-------- Dataset records --------
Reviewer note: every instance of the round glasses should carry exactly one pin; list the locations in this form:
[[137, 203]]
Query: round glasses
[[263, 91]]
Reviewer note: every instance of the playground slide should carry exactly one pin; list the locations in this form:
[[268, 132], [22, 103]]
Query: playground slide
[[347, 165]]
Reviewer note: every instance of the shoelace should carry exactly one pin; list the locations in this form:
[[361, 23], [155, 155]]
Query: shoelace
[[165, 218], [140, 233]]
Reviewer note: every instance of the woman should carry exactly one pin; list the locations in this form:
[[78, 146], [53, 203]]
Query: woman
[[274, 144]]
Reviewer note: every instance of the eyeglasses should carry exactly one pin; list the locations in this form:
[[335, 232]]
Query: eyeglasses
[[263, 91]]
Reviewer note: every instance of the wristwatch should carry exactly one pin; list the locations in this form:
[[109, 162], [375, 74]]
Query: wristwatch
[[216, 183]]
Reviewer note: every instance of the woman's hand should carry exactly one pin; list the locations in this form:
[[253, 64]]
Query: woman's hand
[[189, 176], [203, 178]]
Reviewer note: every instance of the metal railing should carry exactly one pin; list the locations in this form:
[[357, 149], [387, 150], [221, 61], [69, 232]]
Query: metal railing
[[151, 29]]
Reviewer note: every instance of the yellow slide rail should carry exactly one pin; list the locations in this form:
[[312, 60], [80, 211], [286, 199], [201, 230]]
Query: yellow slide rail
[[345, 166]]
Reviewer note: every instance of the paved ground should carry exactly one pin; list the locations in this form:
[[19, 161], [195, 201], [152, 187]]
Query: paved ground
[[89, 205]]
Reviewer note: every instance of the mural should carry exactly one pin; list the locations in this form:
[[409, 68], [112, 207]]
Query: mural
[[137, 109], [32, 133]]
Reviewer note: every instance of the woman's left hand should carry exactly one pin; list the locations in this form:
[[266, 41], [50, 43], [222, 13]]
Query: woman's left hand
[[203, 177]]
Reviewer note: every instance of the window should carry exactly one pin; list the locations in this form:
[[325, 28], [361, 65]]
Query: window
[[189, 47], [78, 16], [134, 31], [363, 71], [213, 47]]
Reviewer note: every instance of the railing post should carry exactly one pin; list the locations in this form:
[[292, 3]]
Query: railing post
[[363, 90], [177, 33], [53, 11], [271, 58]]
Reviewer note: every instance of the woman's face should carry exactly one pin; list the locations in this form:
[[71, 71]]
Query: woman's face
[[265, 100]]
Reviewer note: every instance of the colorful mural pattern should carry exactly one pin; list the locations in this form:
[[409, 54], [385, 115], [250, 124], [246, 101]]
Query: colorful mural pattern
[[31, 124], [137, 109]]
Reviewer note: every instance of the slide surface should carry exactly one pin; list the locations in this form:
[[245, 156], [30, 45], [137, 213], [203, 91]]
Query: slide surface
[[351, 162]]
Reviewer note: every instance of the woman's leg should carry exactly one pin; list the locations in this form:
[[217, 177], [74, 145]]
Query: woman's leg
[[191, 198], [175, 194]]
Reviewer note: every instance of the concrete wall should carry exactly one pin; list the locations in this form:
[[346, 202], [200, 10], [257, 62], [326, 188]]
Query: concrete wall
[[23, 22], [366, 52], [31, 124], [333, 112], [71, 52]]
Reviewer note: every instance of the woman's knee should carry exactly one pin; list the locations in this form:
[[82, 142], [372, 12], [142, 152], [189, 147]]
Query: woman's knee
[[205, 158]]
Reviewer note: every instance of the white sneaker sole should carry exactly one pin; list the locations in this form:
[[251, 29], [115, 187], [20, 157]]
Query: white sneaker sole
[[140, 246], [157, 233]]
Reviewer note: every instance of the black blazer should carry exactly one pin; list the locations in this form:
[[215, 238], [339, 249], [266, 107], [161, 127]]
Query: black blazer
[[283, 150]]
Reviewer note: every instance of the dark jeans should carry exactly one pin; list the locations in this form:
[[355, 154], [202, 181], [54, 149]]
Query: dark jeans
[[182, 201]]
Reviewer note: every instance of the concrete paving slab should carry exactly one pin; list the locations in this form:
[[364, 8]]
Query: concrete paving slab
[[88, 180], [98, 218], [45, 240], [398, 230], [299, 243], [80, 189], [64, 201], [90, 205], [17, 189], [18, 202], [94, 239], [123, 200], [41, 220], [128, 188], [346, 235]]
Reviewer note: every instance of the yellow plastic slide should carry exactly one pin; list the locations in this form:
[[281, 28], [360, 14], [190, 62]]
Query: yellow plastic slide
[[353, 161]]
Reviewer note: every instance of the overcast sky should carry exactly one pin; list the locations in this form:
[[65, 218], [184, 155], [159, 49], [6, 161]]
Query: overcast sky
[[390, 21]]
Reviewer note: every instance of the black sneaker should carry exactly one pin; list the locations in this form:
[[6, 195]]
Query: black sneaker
--------
#### Work instruction
Copy out each entry precisely. Leave nothing out.

#### Response for this exercise
Reviewer note: every instance of the round glasses should carry exactly one pin; list the locations in this form:
[[137, 203]]
Query: round glasses
[[263, 91]]
Reviewer note: every instance of the playground slide should carry exactly one pin; list the locations in this form:
[[268, 132], [22, 103]]
Query: playground slide
[[347, 165]]
Reviewer note: every instance of the shoelace should carry exactly one pin; list the locations in this form:
[[361, 23], [155, 155]]
Query: shoelace
[[165, 218], [140, 233]]
Reviewer note: every instance of the woman should carry exactly one pin; list the locations in this form:
[[78, 146], [53, 203]]
Query: woman
[[274, 144]]
Reviewer note: every instance of the eyeglasses should carry exactly one pin; list the locations in this form:
[[335, 232]]
Query: eyeglasses
[[263, 91]]
Reviewer note: every instance of the wristwatch should carry exactly one pin; list the locations in this form:
[[109, 162], [375, 74]]
Query: wristwatch
[[216, 183]]
Reviewer note: every instance of the woman's hand should carry exactly one pin; list the locations in this form:
[[253, 64]]
Query: woman's hand
[[189, 176], [203, 178]]
Reviewer note: every instance of the metal railing should carry exactly one pin; list the locations in this form:
[[357, 149], [387, 150], [221, 61], [69, 232]]
Query: metal railing
[[151, 29]]
Reviewer note: every instance of the yellow slide rail should carry exactly one pin; list the locations in this form:
[[312, 60], [80, 211], [286, 199], [201, 230]]
Query: yellow slide rail
[[345, 166]]
Reviewer note: every instance of the paved ground should carry exactly one pin; list the locations in this form:
[[19, 161], [195, 201], [152, 187]]
Query: paved ground
[[89, 205]]
Reviewer note: every instance of the mural should carry exactly one pin; list the locations in this form:
[[409, 68], [112, 207]]
Query: mural
[[137, 109], [32, 133]]
Reviewer note: every instance of the woman's left hand should carry exactly one pin; list the locations in this form:
[[266, 41], [50, 43], [222, 13]]
Query: woman's left hand
[[203, 177]]
Reviewer note: every instance of the window should carry exactly one pin; list the locations in this form:
[[325, 28], [361, 65]]
Query: window
[[189, 47], [78, 16], [134, 31], [363, 71], [213, 47]]
Reviewer note: every instance of the railing post should carry exactly one pin; list the locations in this form:
[[292, 3]]
Query: railing post
[[363, 90], [177, 33], [53, 11], [271, 58]]
Reviewer note: every instance of the woman's face should carry exactly one pin; list the locations in this form:
[[71, 71]]
Query: woman's face
[[265, 100]]
Reviewer note: every instance of the colorful mural pattern should carry exactly one pin; list the locations in this form:
[[409, 54], [385, 115], [250, 124], [246, 101]]
Query: colorful mural pattern
[[31, 124], [137, 109]]
Reviewer note: every instance of the slide surface should carry exactly one pin; list the locations in this form:
[[245, 156], [30, 45], [137, 213], [203, 91]]
Query: slide surface
[[351, 162]]
Reviewer note: every instance of the woman's leg should carry exactly one pin; list the locations in this form:
[[217, 177], [74, 145]]
Query: woman's leg
[[191, 198], [175, 194]]
Reviewer note: every instance of the concrete wall should carry exactly one pin; list the locations in this form:
[[346, 202], [200, 10], [257, 62], [326, 188]]
Query: concrete wall
[[23, 22], [366, 52], [31, 124], [333, 112], [71, 52]]
Reviewer note: every instance of the woman's knee should carry exactly one pin; list the locations in this form:
[[82, 142], [372, 12], [142, 152], [189, 147]]
Query: woman's knee
[[205, 158]]
Reviewer note: every instance of the white sneaker sole should carry exactly one pin; list the locations in this form:
[[251, 29], [115, 187], [20, 157]]
Query: white sneaker sole
[[140, 246], [157, 233]]
Reviewer note: every instance of the black blazer should carry exactly one pin; list the locations in this form:
[[215, 238], [339, 249], [266, 107], [161, 127]]
Query: black blazer
[[283, 150]]
Reviewer note: every instance of the dark jeans should carry exactly one pin; list the locations in this form:
[[355, 154], [202, 181], [54, 149]]
Query: dark jeans
[[182, 201]]
Reviewer note: every instance of the concrete paving slab should carry exactly one pin; list the locations in this form:
[[364, 8]]
Query: concrete paving slab
[[88, 180], [98, 218], [45, 240], [398, 230], [299, 243], [80, 189], [64, 201], [90, 205], [17, 189], [18, 202], [94, 239], [123, 200], [41, 220], [128, 188], [346, 235]]
Reviewer note: every instance of the yellow plastic slide should carry exactly one pin; list the locations in this form:
[[281, 28], [360, 14], [190, 62]]
Query: yellow plastic slide
[[353, 161]]
Reviewer note: every instance of the overcast sky should carry exactly one pin; list the locations in this form:
[[65, 218], [184, 155], [159, 49], [6, 161]]
Query: overcast sky
[[390, 21]]
Reviewer note: every instance of the black sneaker should carry exactly one pin; list the locations in this form:
[[6, 195]]
Query: black sneaker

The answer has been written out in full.